## AIM
Display every row below that contains the string "black". Only matches in the same letter case count.

## RAW DATA
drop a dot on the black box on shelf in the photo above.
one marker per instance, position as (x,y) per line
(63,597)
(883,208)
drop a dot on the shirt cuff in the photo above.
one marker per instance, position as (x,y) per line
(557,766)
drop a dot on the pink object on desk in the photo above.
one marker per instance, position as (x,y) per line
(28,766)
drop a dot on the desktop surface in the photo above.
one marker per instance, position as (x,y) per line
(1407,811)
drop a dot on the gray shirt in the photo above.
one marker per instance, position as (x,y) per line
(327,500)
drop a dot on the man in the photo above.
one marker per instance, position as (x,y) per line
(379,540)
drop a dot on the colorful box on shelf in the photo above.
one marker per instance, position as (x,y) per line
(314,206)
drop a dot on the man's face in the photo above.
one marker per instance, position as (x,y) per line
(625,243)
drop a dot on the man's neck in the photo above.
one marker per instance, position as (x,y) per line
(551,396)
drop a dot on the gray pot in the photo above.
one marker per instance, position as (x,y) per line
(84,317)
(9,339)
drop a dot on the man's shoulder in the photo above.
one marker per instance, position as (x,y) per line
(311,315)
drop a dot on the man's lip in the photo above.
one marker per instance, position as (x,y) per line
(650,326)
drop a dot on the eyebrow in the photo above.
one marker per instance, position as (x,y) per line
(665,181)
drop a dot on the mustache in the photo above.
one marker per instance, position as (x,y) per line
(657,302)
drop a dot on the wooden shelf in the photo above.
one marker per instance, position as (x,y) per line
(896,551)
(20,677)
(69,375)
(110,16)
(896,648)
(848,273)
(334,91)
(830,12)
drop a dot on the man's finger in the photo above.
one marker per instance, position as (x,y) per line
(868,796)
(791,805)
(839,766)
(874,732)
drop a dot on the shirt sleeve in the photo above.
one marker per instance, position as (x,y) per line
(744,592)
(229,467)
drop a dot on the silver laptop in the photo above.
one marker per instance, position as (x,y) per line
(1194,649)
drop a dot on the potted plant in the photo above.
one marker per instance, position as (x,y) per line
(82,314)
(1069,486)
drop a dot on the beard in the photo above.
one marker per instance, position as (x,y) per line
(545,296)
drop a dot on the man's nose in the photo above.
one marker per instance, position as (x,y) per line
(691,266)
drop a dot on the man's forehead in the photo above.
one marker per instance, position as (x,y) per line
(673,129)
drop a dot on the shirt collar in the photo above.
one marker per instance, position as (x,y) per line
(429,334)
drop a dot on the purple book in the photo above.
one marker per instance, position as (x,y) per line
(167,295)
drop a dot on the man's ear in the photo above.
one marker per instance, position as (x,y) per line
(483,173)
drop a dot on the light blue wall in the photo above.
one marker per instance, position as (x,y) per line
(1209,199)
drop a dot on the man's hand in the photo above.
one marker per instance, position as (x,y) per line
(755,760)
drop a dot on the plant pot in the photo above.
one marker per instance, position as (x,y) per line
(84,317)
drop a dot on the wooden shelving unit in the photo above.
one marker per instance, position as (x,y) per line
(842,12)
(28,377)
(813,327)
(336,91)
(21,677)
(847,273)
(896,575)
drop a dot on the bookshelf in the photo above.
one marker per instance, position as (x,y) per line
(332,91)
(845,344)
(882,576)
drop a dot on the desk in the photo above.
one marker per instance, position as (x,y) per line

==

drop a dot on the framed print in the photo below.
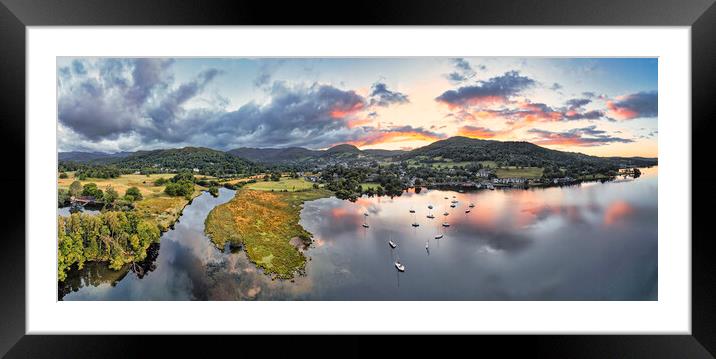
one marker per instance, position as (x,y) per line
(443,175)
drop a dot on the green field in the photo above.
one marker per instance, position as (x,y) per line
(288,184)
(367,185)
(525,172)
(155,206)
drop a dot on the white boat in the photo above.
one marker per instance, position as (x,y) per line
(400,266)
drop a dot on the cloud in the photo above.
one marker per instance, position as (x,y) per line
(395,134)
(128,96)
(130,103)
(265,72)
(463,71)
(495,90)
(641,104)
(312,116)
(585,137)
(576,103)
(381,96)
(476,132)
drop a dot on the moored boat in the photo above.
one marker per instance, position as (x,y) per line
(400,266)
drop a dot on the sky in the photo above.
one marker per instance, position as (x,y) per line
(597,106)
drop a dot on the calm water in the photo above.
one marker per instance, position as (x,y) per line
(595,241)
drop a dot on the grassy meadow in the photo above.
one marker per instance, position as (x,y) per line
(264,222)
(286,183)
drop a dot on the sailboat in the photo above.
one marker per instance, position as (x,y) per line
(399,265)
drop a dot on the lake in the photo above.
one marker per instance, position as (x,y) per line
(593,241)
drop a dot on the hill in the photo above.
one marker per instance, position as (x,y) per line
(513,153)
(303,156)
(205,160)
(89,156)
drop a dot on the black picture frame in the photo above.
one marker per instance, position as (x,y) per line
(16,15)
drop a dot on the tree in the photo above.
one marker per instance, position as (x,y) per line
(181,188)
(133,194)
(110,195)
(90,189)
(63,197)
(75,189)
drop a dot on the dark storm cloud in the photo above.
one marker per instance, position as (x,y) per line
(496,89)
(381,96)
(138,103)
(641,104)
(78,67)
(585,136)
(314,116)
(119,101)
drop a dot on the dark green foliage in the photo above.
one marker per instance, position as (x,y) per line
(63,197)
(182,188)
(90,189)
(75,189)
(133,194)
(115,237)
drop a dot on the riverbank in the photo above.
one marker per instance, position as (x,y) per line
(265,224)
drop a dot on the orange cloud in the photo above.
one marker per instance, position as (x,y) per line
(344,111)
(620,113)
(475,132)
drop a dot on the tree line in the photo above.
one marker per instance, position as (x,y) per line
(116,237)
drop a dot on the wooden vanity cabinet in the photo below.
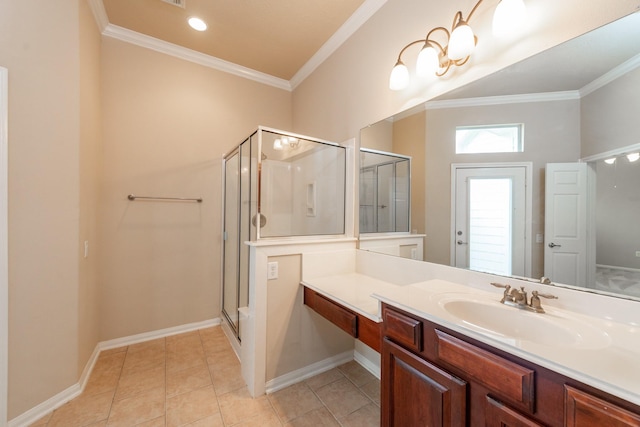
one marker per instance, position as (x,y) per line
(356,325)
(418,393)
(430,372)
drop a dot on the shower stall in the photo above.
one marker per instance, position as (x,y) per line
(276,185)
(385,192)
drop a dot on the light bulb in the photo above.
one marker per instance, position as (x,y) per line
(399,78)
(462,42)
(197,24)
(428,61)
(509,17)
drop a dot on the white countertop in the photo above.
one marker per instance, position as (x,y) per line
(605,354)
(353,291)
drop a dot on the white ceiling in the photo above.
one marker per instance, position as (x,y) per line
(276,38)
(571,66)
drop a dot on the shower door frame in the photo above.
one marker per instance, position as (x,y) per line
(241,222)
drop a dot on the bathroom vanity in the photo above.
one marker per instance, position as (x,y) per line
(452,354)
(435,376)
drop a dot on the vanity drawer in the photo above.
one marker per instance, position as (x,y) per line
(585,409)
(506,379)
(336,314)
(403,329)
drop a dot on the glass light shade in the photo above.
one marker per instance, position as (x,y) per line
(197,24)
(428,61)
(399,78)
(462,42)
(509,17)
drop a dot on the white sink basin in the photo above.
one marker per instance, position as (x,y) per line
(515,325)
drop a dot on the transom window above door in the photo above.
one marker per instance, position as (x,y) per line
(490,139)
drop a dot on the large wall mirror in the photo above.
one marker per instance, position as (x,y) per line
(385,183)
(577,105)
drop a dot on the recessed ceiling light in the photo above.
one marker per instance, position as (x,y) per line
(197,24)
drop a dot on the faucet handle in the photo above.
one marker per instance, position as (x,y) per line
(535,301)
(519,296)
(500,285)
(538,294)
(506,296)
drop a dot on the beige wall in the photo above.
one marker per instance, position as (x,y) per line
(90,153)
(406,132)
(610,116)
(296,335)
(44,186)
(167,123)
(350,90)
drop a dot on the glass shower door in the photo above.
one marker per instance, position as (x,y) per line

## EXPECTED OUTPUT
drop a dot on the black box on shelf in the photo above.
drop a dot on the black picture frame in the photo above.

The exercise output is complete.